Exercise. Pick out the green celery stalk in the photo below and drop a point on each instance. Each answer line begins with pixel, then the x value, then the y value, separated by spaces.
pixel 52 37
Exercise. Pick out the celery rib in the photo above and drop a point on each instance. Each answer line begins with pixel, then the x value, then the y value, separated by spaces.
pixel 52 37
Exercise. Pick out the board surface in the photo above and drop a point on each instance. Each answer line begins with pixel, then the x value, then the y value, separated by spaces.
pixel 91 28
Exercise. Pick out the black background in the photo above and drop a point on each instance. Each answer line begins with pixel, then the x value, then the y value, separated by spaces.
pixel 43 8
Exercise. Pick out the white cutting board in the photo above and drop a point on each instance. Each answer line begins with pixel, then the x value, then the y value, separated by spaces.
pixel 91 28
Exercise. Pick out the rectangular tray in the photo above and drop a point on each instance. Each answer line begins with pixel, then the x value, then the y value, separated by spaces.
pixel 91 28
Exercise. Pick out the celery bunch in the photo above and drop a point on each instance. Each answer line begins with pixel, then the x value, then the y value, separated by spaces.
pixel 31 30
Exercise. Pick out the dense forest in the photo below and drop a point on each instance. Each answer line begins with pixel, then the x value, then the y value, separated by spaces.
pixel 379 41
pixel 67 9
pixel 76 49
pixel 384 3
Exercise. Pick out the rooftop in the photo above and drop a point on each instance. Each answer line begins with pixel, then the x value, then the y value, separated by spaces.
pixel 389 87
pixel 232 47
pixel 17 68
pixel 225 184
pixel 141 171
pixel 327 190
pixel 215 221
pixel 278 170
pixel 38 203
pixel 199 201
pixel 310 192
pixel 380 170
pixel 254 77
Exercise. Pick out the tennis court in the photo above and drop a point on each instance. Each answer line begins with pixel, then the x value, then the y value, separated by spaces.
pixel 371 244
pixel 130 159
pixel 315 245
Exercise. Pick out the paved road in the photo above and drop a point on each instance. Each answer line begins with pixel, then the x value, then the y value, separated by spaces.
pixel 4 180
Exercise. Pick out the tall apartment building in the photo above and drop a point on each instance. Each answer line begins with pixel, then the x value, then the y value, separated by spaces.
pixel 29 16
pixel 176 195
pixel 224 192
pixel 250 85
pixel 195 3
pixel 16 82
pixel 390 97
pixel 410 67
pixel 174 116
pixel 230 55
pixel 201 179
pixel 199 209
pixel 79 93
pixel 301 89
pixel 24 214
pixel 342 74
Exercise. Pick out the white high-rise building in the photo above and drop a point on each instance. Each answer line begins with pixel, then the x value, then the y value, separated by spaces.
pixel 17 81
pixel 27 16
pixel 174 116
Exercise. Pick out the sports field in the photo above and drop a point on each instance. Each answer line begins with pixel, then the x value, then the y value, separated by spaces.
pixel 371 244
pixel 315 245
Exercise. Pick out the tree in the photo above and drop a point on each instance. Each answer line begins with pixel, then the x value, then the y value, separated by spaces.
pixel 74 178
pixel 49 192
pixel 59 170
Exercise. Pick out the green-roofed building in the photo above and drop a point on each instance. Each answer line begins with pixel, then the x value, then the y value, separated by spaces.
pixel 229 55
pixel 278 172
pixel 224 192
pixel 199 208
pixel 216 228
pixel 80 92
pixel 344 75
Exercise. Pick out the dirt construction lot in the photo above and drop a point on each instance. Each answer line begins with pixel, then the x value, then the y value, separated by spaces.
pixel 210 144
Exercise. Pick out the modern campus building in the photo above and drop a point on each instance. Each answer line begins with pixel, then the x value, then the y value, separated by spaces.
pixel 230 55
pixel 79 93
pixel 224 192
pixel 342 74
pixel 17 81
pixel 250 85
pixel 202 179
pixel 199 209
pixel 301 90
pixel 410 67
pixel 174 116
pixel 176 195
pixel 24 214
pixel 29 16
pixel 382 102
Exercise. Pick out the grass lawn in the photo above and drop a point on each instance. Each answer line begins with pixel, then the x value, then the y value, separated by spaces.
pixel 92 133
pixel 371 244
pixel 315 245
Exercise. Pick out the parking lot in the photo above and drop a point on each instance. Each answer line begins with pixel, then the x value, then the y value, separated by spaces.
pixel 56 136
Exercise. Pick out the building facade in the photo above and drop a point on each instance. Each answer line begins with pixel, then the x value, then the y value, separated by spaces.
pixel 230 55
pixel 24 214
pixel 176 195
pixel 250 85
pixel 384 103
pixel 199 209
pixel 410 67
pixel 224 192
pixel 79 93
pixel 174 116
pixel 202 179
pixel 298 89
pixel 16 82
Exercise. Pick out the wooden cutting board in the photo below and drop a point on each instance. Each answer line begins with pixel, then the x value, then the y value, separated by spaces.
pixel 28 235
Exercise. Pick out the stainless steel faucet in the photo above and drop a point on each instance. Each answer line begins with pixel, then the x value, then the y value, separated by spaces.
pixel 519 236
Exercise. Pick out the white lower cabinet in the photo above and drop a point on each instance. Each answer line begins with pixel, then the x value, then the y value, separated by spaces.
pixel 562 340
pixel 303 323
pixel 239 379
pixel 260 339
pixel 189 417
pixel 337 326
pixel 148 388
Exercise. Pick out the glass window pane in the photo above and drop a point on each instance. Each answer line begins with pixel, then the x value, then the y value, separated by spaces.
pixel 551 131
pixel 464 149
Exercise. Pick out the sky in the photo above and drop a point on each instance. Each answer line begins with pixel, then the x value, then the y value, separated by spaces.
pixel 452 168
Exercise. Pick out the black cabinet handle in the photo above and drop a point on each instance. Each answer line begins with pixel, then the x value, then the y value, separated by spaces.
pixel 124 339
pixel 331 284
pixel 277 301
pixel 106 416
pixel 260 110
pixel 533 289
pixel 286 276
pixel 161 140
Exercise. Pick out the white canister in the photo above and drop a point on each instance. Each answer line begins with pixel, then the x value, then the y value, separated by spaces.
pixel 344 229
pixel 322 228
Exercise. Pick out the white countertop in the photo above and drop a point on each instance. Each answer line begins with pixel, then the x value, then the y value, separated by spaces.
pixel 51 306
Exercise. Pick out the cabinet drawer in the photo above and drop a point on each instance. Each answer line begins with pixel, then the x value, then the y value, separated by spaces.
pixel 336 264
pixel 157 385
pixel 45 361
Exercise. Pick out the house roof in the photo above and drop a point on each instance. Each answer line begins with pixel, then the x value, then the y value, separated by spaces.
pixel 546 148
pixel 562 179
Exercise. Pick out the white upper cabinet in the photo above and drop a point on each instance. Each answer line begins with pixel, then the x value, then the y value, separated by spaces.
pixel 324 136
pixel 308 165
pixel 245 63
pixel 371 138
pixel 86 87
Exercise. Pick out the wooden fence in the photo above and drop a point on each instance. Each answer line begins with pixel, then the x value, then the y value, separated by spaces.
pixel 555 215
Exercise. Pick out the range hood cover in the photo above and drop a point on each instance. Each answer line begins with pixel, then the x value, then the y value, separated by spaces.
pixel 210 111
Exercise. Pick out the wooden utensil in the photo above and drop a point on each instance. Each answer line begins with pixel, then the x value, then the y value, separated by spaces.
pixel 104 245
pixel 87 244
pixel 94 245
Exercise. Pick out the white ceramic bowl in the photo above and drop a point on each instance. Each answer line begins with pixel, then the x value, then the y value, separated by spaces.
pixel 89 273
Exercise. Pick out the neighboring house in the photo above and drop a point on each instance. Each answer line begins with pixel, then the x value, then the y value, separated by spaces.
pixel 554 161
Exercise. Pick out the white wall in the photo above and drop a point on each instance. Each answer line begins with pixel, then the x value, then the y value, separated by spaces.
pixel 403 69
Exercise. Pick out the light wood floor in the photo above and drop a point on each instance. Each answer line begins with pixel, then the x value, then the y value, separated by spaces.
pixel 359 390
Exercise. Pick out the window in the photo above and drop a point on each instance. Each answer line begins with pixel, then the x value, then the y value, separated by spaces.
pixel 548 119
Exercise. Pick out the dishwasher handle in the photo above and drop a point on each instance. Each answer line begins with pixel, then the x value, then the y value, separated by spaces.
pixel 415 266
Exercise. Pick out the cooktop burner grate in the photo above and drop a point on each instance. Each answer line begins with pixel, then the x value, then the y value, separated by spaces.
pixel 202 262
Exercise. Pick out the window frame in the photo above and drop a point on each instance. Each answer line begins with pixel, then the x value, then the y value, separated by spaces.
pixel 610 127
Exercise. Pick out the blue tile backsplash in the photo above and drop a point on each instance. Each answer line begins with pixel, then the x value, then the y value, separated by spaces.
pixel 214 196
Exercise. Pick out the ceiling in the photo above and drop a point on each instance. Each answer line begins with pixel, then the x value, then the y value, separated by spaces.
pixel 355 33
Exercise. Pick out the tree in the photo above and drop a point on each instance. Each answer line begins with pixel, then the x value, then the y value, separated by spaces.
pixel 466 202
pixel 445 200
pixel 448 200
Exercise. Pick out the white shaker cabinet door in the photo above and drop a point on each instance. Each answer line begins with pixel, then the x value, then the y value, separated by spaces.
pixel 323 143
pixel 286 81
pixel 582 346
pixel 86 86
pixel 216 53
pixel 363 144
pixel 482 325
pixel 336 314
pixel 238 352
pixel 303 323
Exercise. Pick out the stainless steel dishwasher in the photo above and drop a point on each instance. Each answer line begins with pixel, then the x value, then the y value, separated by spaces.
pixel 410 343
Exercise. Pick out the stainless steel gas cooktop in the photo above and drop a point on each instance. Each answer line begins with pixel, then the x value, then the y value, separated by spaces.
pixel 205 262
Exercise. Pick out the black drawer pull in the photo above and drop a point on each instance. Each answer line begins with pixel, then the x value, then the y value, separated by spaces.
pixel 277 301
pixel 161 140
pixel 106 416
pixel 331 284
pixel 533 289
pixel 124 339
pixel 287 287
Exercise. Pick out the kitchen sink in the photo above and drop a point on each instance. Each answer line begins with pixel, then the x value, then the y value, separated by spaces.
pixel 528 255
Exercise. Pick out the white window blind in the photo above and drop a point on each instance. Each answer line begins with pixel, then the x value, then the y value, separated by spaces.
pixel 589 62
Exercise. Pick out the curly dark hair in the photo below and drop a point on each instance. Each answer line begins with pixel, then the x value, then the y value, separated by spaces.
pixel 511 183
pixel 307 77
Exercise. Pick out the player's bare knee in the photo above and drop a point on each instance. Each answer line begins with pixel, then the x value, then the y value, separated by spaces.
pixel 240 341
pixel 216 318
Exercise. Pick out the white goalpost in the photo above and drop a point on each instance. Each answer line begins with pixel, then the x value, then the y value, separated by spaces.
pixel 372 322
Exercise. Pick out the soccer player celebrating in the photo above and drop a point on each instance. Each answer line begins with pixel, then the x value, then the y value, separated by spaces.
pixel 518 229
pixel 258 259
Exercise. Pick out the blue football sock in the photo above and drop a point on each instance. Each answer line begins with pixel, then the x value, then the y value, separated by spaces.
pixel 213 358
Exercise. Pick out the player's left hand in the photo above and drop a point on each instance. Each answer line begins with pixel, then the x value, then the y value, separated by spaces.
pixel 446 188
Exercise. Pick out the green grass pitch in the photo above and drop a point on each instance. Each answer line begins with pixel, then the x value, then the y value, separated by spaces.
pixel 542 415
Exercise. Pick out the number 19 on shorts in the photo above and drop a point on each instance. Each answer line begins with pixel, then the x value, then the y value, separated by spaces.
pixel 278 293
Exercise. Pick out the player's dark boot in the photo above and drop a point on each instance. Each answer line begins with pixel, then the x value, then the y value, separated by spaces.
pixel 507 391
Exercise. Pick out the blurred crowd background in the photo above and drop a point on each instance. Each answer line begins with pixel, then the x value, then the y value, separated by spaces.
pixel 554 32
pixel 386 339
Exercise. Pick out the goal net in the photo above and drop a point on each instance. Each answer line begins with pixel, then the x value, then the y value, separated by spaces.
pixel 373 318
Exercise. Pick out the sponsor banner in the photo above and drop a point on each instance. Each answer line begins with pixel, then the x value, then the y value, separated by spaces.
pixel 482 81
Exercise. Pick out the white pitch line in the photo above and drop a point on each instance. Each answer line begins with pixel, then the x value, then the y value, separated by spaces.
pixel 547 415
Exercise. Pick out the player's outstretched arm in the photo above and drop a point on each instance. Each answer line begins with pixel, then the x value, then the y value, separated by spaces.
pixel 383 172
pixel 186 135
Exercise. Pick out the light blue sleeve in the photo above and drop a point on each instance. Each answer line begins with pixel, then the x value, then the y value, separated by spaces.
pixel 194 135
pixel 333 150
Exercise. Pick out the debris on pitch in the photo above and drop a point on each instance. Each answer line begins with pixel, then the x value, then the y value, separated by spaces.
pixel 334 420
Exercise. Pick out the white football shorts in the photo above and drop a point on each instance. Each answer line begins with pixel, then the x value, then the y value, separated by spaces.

_ _ _ _

# TASK INSTRUCTIONS
Retype the items above without any change, from their very first line through the line that contains "pixel 384 3", including both of those lines.

# SOLUTION TO THE PROBLEM
Exercise. Pick out the green celery stalk in the photo below and drop a point on each instance. Each answer line begins with pixel, then the x value, then the y value, separated by spaces.
pixel 52 37
Exercise. Pick out the celery rib in the photo above and drop a point on each instance. Each answer line begins with pixel, then the x value, then the y value, separated by spaces.
pixel 52 37
Exercise. Pick out the board surface in the photo above and drop a point on each instance. Each answer line begins with pixel, then the x value, then the y value, separated by spaces.
pixel 91 28
Exercise. Pick out the black background in the photo above and drop a point on each instance. Each answer line begins with pixel, then the x value, then the y value, separated by spaces.
pixel 43 8
Exercise. Pick out the white cutting board in the photo above and drop a point on each instance. Each answer line begins with pixel, then the x value, then the y value, separated by spaces.
pixel 91 28
Exercise. Pick out the rectangular tray in the photo above and drop a point on each instance. Each answer line begins with pixel, then the x value, then the y value, separated by spaces.
pixel 91 28
Exercise. Pick out the celery bunch in the photo above and drop a point on each instance. Each answer line begins with pixel, then the x value, then the y value, separated by spaces.
pixel 31 30
Exercise. Pick out the dense forest in the photo below and drop a point on each instance. Each answer line begins with pixel, then the x value, then the y value, separated by spaces.
pixel 379 41
pixel 67 9
pixel 76 49
pixel 384 3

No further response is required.